━━━━━ Listed entries ━━━━━

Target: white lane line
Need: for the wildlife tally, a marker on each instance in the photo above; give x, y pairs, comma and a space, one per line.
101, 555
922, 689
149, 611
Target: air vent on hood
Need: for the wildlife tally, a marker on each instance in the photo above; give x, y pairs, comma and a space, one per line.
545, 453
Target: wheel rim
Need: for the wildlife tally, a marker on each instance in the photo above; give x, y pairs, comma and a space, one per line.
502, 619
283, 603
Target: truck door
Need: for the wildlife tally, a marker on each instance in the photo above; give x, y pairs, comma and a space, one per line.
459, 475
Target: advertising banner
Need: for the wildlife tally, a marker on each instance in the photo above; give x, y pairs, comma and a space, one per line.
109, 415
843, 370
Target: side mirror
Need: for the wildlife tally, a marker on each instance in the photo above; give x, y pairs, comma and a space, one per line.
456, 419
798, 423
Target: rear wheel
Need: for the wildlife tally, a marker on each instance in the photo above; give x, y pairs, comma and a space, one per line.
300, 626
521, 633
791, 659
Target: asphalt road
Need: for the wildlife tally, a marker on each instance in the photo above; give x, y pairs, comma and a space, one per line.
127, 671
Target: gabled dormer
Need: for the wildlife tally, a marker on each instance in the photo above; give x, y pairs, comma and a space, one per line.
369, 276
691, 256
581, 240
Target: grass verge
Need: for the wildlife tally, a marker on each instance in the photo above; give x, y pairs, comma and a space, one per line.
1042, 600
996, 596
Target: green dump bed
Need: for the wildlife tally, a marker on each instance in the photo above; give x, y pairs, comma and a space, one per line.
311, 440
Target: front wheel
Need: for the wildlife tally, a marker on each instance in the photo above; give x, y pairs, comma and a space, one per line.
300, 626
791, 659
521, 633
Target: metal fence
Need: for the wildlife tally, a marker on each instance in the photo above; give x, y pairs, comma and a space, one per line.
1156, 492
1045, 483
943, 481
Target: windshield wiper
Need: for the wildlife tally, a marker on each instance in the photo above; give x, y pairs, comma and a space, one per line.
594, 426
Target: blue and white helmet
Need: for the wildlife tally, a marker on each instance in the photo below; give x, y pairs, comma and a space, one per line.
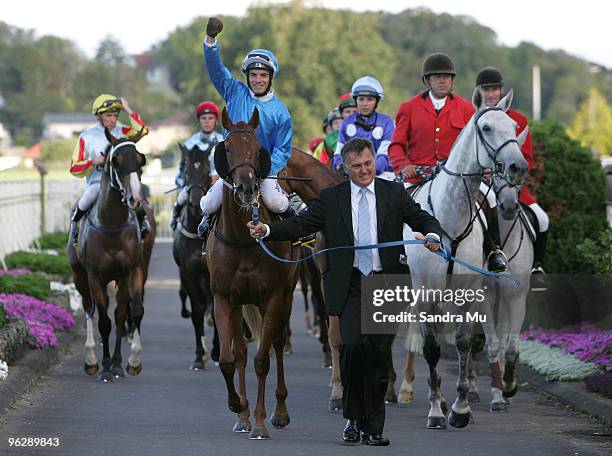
260, 59
368, 85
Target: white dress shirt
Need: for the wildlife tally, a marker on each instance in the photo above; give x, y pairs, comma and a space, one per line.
371, 197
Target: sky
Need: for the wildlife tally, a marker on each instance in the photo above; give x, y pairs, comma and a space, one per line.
582, 29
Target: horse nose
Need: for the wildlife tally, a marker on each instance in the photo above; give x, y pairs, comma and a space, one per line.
516, 173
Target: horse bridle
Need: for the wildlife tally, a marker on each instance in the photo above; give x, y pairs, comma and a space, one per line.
115, 181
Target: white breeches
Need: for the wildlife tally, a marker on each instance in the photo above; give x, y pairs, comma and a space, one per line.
491, 198
543, 220
273, 197
89, 196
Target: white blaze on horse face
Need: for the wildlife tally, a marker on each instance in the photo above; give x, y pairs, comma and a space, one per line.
90, 345
135, 187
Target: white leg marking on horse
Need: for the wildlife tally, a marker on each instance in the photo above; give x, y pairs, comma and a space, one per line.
90, 345
134, 359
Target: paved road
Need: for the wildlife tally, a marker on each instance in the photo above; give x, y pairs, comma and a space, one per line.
169, 410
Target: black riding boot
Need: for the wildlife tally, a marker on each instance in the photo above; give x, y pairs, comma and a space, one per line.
141, 215
176, 213
497, 261
290, 212
538, 276
74, 227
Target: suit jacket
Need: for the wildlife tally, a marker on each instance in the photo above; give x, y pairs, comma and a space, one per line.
331, 213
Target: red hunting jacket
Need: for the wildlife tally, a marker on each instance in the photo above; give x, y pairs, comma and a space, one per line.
422, 137
527, 149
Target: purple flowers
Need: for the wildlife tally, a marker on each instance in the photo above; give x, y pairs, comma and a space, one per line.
42, 317
15, 272
585, 341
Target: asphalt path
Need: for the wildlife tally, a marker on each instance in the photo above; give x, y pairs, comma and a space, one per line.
169, 410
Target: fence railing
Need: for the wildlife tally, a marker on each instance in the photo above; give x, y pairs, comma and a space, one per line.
22, 205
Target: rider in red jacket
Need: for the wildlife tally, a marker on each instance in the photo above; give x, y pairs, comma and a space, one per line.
427, 125
490, 82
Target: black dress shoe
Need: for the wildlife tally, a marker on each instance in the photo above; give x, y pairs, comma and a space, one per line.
374, 440
351, 432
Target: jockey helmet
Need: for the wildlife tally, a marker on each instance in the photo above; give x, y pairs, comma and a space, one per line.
346, 101
260, 59
207, 107
368, 85
488, 77
106, 103
438, 64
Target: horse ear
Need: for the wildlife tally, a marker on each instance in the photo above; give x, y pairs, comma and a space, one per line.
522, 137
254, 120
111, 139
477, 99
225, 119
137, 136
505, 102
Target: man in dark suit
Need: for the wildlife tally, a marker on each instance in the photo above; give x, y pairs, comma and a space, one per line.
361, 211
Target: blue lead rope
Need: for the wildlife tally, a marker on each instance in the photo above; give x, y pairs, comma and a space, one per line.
444, 252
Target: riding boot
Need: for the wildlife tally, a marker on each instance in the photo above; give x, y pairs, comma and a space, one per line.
176, 213
497, 261
141, 215
74, 227
538, 276
290, 212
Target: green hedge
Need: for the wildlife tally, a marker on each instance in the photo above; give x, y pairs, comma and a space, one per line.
51, 264
35, 285
55, 241
571, 187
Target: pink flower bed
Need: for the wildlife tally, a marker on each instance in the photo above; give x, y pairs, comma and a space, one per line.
585, 341
42, 317
15, 272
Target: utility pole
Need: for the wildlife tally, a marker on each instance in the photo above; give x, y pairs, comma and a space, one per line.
536, 92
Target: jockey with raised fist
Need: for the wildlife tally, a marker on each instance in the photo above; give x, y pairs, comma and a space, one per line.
274, 132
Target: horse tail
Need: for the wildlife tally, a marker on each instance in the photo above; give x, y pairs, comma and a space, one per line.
253, 319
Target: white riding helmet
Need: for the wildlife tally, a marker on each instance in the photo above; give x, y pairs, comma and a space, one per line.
368, 85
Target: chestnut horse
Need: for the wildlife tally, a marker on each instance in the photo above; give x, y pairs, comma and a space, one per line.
187, 249
110, 249
241, 273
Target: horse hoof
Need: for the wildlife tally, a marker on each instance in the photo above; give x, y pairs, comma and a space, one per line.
335, 405
242, 425
406, 397
91, 369
510, 393
117, 371
196, 366
259, 433
436, 422
458, 420
497, 407
106, 377
280, 421
444, 407
134, 370
390, 397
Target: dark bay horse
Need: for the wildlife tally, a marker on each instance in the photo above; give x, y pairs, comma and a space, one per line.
241, 273
110, 249
187, 248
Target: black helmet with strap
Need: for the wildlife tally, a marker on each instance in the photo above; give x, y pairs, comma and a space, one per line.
488, 77
438, 63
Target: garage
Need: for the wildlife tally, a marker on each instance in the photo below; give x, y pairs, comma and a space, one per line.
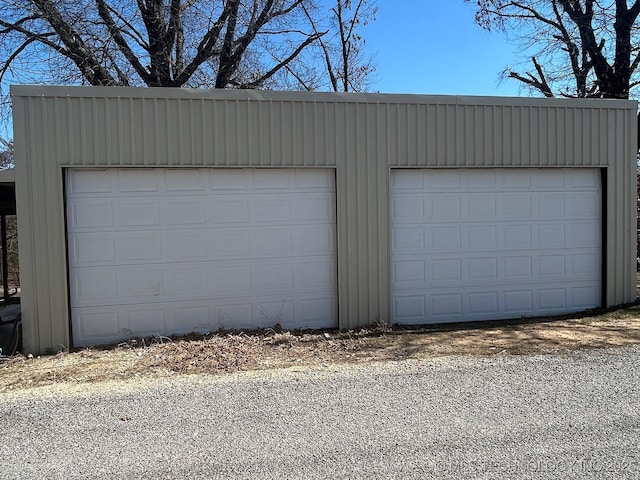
473, 244
158, 251
166, 210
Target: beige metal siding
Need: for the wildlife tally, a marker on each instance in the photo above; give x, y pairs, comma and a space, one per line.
362, 135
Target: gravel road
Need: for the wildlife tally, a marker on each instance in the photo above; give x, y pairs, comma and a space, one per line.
554, 416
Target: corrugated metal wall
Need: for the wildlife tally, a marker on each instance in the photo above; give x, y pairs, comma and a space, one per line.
362, 135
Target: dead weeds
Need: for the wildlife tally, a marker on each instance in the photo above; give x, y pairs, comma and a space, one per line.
268, 349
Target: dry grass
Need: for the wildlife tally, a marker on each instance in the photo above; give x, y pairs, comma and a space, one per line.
232, 352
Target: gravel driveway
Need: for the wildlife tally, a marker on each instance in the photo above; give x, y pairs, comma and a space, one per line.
553, 416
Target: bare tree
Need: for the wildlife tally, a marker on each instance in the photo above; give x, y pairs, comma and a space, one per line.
168, 43
342, 51
578, 48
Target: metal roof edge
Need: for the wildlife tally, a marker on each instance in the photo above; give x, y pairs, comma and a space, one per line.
325, 97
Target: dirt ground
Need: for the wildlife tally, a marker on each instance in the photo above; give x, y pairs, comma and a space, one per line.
223, 353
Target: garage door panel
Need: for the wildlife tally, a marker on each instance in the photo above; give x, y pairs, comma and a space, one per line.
137, 247
515, 250
233, 248
228, 209
93, 286
407, 240
92, 249
185, 245
189, 210
137, 212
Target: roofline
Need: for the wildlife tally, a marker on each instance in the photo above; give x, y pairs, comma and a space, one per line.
303, 96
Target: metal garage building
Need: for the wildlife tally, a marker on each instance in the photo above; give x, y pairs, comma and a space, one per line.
158, 211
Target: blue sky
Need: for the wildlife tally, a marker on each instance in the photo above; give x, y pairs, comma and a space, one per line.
434, 47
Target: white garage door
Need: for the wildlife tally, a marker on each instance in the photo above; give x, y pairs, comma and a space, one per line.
488, 244
160, 251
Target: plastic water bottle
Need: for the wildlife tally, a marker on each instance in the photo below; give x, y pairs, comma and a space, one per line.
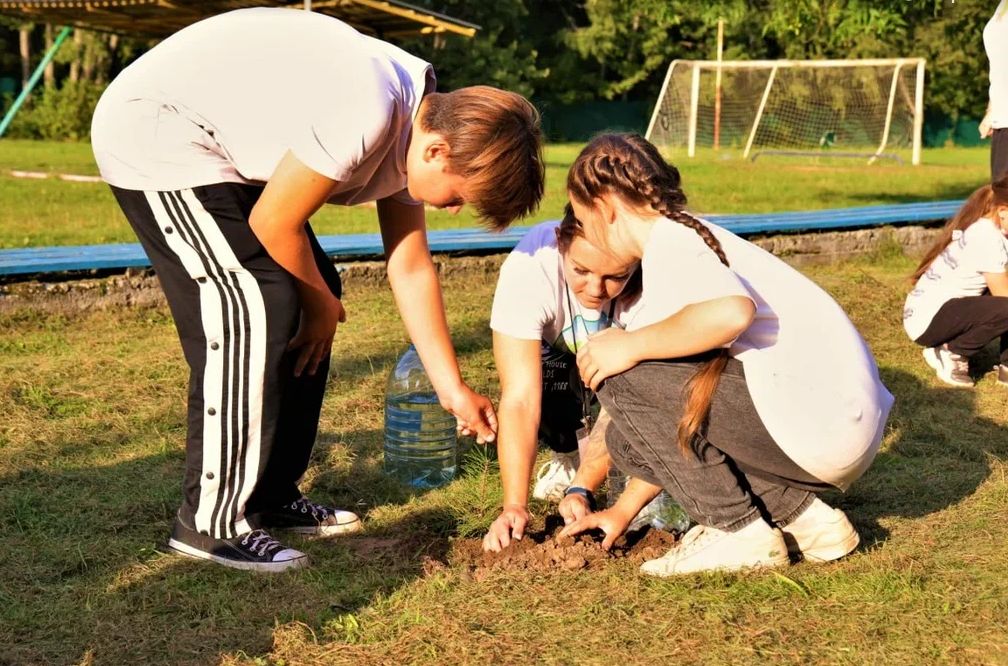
421, 446
661, 513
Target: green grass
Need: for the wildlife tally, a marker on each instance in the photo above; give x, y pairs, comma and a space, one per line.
91, 458
51, 212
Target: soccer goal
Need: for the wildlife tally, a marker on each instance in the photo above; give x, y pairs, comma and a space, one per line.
865, 108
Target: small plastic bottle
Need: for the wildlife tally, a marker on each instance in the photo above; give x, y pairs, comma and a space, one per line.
421, 445
661, 513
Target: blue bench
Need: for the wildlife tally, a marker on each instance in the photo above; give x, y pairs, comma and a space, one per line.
26, 261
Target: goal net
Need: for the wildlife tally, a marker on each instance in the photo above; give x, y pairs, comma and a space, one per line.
867, 108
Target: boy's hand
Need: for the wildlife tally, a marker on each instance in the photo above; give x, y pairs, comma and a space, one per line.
475, 413
510, 525
604, 356
320, 317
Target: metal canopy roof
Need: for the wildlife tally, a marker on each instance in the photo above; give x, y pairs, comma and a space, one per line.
159, 18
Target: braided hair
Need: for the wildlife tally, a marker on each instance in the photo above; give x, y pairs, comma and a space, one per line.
630, 167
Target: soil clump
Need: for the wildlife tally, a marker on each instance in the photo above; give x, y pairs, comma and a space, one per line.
543, 550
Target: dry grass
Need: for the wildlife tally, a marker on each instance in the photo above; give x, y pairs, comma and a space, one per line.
91, 458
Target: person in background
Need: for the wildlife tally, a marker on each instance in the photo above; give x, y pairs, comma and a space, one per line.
995, 122
219, 144
960, 298
738, 386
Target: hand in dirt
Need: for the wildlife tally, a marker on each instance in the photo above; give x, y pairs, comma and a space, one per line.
510, 525
573, 508
613, 523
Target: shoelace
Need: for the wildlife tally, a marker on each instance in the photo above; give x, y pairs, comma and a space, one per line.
305, 505
261, 540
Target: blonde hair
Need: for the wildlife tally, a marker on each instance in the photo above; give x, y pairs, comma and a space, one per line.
981, 204
630, 167
495, 142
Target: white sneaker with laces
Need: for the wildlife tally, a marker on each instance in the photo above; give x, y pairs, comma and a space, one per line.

━━━━━

- **Work instruction**
Restate word for word the lines above, beginning at the first one and ending at the line that carries "Target: truck door".

- **Task solution**
Target: white lane line
Need: for the wildlife tally, a marker on each instance in the photo above; give x, y pairs, comma and a space, one per line.
101, 555
922, 689
149, 611
Target: air vent on hood
Need: for the wildlife tally, a marker on each instance in the photo above; give x, y pairs, comma and a space, one per line.
545, 453
Target: wheel rim
Need: for the wildlife tally, a marker on each instance in the photo above; give x, y pairs, comma and a space, one per line.
502, 619
283, 603
Target: truck door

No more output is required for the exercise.